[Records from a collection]

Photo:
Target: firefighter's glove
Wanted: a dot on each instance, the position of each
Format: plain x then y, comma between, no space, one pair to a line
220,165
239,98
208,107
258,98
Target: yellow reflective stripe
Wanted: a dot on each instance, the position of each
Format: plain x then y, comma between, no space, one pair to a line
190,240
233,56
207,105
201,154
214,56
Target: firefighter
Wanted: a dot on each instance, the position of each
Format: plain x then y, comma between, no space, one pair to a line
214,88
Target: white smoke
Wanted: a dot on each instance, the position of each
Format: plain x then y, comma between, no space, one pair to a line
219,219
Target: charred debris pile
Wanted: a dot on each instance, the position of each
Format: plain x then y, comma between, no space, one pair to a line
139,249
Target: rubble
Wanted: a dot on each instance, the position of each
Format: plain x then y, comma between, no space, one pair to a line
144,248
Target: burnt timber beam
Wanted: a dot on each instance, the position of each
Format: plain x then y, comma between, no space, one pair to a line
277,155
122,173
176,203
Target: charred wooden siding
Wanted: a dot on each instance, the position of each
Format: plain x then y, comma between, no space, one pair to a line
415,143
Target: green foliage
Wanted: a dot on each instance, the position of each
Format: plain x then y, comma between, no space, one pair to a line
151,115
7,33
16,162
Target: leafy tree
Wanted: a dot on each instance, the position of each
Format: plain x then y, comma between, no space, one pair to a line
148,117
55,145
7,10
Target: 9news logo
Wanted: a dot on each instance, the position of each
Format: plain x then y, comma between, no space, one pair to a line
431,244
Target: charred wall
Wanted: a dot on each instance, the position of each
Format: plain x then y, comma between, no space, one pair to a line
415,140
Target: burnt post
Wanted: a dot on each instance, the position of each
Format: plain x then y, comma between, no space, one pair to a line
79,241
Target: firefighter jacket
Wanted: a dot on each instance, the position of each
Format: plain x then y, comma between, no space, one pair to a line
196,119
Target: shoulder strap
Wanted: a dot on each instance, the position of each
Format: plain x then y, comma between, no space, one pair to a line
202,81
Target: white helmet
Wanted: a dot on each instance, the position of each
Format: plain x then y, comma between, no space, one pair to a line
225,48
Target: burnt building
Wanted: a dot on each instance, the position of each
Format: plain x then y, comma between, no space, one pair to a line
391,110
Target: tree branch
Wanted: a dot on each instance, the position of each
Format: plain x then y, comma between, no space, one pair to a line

[What needs to be done] Wherever a line in the entries above holds "tree", copy that line.

[Written reply]
Target: leafy tree
Target: tree branch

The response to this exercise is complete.